* begin Records for processing *
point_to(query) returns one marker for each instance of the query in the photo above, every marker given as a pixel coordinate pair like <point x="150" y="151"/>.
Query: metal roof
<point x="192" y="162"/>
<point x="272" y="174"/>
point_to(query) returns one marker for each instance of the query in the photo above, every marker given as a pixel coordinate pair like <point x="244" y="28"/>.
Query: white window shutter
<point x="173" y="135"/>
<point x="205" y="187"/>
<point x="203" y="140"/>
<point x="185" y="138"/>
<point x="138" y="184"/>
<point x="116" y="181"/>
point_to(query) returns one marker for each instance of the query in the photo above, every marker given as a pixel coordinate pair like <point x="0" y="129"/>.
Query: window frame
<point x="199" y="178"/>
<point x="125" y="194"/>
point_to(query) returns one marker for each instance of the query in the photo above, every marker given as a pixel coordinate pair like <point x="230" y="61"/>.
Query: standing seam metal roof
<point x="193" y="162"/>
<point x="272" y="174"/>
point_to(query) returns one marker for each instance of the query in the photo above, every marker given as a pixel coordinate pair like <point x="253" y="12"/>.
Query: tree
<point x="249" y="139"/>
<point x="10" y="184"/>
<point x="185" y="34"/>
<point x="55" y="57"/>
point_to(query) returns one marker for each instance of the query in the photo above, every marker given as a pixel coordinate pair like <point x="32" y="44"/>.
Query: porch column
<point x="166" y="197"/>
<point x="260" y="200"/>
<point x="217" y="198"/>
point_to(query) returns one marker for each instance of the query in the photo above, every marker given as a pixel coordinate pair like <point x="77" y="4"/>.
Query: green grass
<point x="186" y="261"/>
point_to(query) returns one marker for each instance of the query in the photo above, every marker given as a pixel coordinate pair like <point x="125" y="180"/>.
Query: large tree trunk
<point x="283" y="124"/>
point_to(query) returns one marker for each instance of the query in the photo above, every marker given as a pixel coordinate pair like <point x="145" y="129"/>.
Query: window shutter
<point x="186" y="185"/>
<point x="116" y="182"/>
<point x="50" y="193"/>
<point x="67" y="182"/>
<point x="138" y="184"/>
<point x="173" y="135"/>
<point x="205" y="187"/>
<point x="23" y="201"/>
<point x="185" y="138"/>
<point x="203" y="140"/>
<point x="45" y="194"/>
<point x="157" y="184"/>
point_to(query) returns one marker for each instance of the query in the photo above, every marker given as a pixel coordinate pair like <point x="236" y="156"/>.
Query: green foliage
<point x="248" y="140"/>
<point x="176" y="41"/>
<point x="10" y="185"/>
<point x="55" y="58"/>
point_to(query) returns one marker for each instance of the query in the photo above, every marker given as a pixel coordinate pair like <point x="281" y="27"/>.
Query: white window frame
* end Records for processing *
→ What needs to be done
Go through the entries above and list each line in which the word "metal" appears.

→ Exercise response
Query: metal roof
Query: standing seam metal roof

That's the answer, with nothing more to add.